| Text passage |
Interior secretary visits reservoirs hit by flows plan

Written By: Kevin Hecteman
Published: September 1, 2018

Amid a flood of concern regarding a state proposal to divert more water to the ocean, a Cabinet secretary visited two of the affected reservoirs and a Central Valley congressman offered a pair of amendments aimed at the diversions.

U.S. Interior Secretary Ryan Zinke visited Don Pedro Lake on the Tuolumne River and New Melones Reservoir on the Stanislaus River Friday, in the company of Reps. Jeff Denham, R-Turlock, and Tom McClintock, R-Elk Grove.

“Our goal here today is to show him not only the opportunities we have for more water storage for a growing state, but to also show him the devastation that can happen if you push all of our water out to the ocean,” Denham said.

Zinke said he appreciated the opportunity to visit.

“You don’t get the same message in D.C. as you do when you go out in the field,” Zinke said. “It’s incredibly important to actually talk to the districts—meet the water districts face to face.”

Zinke said he sees the federal government’s job as restoring trust and being a partner in finding a solution.

“When government bureaus can’t agree, then it’s really difficult for a water district to get a solution,” he said. “We as a government have got to begin these (National Environmental Policy Act) processes together.”

Zinke said he’s looking at reorganizing the department he leads and working to streamline the permitting process, with the objective of “better outcomes in a shorter period of time.”

“The federal interest, as the watermaster, is to work with communities, go out and talk to the water districts,” he said, “to make sure we’re prioritizing the agriculture side of it, the health of the systems. Clearly, in this case, it’s been languishing for a long time.”

Zinke’s department oversees the Bureau of Reclamation, which operates New Melones as part of the Central Valley Project, and the U.S. Fish and Wildlife Service. Don Pedro, operated by the Turlock and Modesto irrigation districts, has been undergoing relicensing of its hydroelectric facility through the Federal Energy Regulatory Commission, a division of the Department of Energy.

Denham said Congress is working with the administration “to have one agency, one decision.”

“We should not be seeing our local irrigation districts take 10 years on a relicensing,” Denham said, “nor should we see hundreds of millions of dollars that go into study and other changes in our water system that don’t help our ratepayers.”
TID and MID have been working on relicensing Don Pedro since the fall of 2010, and on relicensing the nearby La Grange powerhouse since 2014. A TID handout listed 36 different studies on the Don Pedro project alone.

“I think the heart of the matter is, you have different bureaus of our government who have different regions, different missions, different biological opinions, different conclusions,” Zinke said, “and that’s unhelpful.

“In this part of the system, there seems to be enough water,” he said. “It’s just how to best manage it.”

On the day Zinke visited, Denham’s office announced that a pair of amendments he offered for an Interior appropriations bill passed the House of Representatives. One would prohibit federal agencies from taking part in the state’s plan to take water from New Melones Reservoir; the other would expand financing for water supply projects under the Water Infrastructure Financing and Innovation Act.

| Information supplied |

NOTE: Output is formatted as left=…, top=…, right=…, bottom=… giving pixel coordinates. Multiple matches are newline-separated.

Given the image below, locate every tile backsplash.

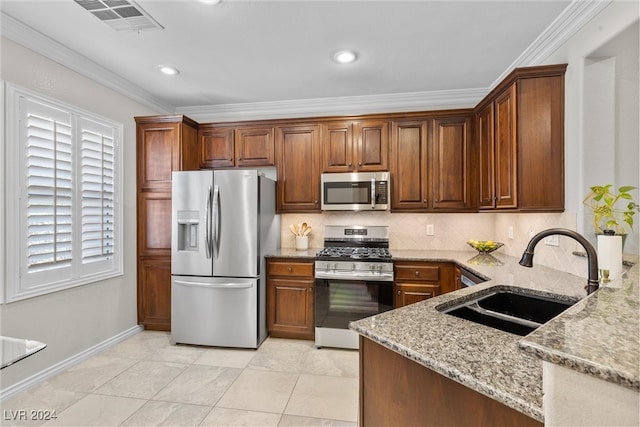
left=281, top=212, right=587, bottom=277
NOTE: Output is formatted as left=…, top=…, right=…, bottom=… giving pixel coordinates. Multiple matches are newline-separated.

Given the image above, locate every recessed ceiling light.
left=158, top=65, right=180, bottom=76
left=333, top=50, right=358, bottom=64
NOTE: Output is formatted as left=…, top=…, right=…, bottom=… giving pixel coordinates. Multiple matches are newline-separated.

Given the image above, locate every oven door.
left=315, top=279, right=393, bottom=329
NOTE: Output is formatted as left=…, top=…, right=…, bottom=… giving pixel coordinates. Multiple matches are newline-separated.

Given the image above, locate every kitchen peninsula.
left=351, top=251, right=640, bottom=426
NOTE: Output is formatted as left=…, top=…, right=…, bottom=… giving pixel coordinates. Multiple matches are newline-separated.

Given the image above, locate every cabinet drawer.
left=395, top=265, right=440, bottom=282
left=267, top=261, right=313, bottom=277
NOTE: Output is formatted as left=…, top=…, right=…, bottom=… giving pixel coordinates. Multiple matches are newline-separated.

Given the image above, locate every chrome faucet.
left=520, top=228, right=598, bottom=295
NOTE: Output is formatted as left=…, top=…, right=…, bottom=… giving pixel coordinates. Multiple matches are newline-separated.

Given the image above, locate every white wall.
left=0, top=38, right=157, bottom=389
left=282, top=0, right=640, bottom=277
left=545, top=0, right=640, bottom=254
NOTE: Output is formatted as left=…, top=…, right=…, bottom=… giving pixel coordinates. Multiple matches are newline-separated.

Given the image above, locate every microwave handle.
left=371, top=178, right=376, bottom=209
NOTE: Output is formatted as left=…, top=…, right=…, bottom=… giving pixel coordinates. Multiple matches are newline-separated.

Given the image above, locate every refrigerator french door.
left=171, top=170, right=280, bottom=348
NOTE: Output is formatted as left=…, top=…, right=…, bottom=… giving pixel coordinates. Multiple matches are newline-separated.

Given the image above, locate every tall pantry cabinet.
left=135, top=115, right=199, bottom=331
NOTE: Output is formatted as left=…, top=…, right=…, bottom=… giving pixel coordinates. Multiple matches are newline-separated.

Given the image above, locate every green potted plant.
left=582, top=184, right=640, bottom=240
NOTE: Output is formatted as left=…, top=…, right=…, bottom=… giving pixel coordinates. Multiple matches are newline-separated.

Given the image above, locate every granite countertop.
left=351, top=250, right=639, bottom=421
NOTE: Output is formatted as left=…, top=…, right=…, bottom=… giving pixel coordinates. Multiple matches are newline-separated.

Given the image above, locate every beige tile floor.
left=0, top=331, right=358, bottom=427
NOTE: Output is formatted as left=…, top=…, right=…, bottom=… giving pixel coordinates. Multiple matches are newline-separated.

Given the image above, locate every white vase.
left=296, top=236, right=309, bottom=251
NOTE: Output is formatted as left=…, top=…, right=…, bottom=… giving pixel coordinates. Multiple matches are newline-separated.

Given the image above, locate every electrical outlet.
left=544, top=234, right=560, bottom=246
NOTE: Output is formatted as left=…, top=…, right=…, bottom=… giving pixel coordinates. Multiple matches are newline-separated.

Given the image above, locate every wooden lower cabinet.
left=138, top=256, right=171, bottom=331
left=359, top=336, right=543, bottom=427
left=267, top=259, right=315, bottom=340
left=393, top=261, right=458, bottom=308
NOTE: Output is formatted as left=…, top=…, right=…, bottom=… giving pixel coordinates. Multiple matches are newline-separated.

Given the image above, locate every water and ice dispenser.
left=178, top=211, right=200, bottom=252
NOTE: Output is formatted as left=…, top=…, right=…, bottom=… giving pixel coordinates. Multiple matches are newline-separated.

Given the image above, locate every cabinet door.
left=138, top=257, right=171, bottom=331
left=276, top=126, right=322, bottom=212
left=494, top=83, right=518, bottom=209
left=267, top=278, right=315, bottom=339
left=198, top=128, right=235, bottom=168
left=393, top=283, right=440, bottom=308
left=235, top=127, right=275, bottom=167
left=137, top=192, right=171, bottom=256
left=431, top=117, right=477, bottom=211
left=476, top=103, right=495, bottom=209
left=137, top=123, right=180, bottom=191
left=518, top=76, right=564, bottom=212
left=353, top=120, right=389, bottom=171
left=322, top=122, right=353, bottom=172
left=391, top=120, right=429, bottom=211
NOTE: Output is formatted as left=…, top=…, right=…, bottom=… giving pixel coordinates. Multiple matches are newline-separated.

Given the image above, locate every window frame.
left=0, top=82, right=124, bottom=303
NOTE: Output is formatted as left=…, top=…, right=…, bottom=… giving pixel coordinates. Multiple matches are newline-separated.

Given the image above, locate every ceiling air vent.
left=74, top=0, right=164, bottom=31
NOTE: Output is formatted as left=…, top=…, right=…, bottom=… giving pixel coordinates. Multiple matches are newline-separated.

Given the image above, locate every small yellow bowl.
left=467, top=240, right=504, bottom=254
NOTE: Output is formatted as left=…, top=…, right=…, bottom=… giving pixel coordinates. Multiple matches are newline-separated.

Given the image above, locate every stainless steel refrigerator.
left=171, top=170, right=280, bottom=348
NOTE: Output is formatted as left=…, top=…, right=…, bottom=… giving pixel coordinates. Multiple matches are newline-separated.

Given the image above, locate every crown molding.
left=0, top=0, right=613, bottom=122
left=0, top=11, right=175, bottom=114
left=176, top=88, right=487, bottom=122
left=489, top=0, right=613, bottom=89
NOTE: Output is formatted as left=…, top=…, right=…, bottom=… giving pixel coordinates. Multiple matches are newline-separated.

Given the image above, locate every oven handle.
left=315, top=271, right=393, bottom=282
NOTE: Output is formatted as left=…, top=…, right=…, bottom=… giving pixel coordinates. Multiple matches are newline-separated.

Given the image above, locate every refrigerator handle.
left=174, top=280, right=253, bottom=289
left=204, top=186, right=211, bottom=258
left=371, top=178, right=376, bottom=209
left=211, top=185, right=220, bottom=256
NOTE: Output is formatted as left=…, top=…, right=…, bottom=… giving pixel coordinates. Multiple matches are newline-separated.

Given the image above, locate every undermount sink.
left=436, top=289, right=576, bottom=336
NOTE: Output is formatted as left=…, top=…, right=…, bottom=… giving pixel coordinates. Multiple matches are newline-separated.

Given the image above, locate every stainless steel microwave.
left=320, top=172, right=389, bottom=211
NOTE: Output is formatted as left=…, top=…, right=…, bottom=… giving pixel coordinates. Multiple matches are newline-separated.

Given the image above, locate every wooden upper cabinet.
left=476, top=83, right=518, bottom=209
left=235, top=127, right=275, bottom=167
left=322, top=122, right=353, bottom=172
left=476, top=102, right=495, bottom=209
left=135, top=116, right=198, bottom=191
left=431, top=116, right=477, bottom=210
left=391, top=120, right=429, bottom=211
left=276, top=125, right=322, bottom=212
left=391, top=113, right=477, bottom=212
left=198, top=125, right=275, bottom=168
left=198, top=127, right=235, bottom=169
left=322, top=120, right=389, bottom=172
left=353, top=120, right=389, bottom=172
left=135, top=116, right=199, bottom=331
left=517, top=76, right=565, bottom=212
left=494, top=84, right=518, bottom=209
left=475, top=64, right=566, bottom=212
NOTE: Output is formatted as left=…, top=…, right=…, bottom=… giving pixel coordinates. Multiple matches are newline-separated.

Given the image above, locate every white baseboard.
left=0, top=325, right=144, bottom=402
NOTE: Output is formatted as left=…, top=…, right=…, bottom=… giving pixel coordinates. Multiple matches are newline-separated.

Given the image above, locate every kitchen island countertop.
left=351, top=250, right=639, bottom=421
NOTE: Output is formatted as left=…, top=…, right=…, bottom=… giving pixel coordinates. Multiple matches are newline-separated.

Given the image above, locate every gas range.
left=315, top=225, right=393, bottom=281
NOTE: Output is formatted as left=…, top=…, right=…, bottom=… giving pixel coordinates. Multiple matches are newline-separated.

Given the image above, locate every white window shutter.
left=5, top=83, right=123, bottom=302
left=22, top=100, right=74, bottom=290
left=79, top=119, right=116, bottom=270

| Aim of the task |
Write the next part of the news article on Interior Secretary Zinke's reservoir visit, picking up after its final sentence. The records have no part in this work.

| Exercise result |
The amendments came in reaction to the State Water Resources Control Board’s recently proposed update to the Bay-Delta Water Quality Control Plan. The state wants to divert 30 percent to 50 percent of “unimpaired flows” from the Stanislaus, Tuolumne and Merced rivers to the ocean for the intended benefit of fish.

A California Farm Bureau Federation analysis of the plan found that people dependent on these watersheds stand to lose as much as 800,000 acre-feet of water per year (see Comment). Irrigation districts in the watersheds have warned the proposal would have significant impacts on local economies, and have offered alterative solutions that the board has rejected.

CFBF President Jamie Johansson said he was pleased to see the interest by the federal officials.

“It’s important to have as many voices as possible telling the state water board that it needs to rethink its proposal,” Johansson said.

The House passed its version of the Interior appropriations bill last week. Erin Huston, a CFBF federal policy consultant, said the Senate was expected to take up its version of the bill this week.

Forest management also came into play while Zinke, Denham and McClintock spoke with reporters following their Don Pedro tour. As smoke from the Ferguson Fire near Yosemite turned the sky over Don Pedro hazy, Zinke said he’d signed secretarial orders early in his tenure seeking to expedite the harvest of dead and dying timber.

McClintock said forest management has been lacking.
“Excess timber comes out of the forest one way or another. It’s either carried out or it burns out,” McClintock said. “When we carried it out, we had healthy forests and we had thriving local economies. Since the permitting labyrinth became so severe that we can no longer actively manage our forests, we’ve seen an 80 percent decline in timber harvested off of the federal lands, and a concomitant increase in acreage destroyed by catastrophic fire.”

Zinke said he believes active management and restored forest health are consistent with the American conservation ethic, “and we are rekindling that ethic.”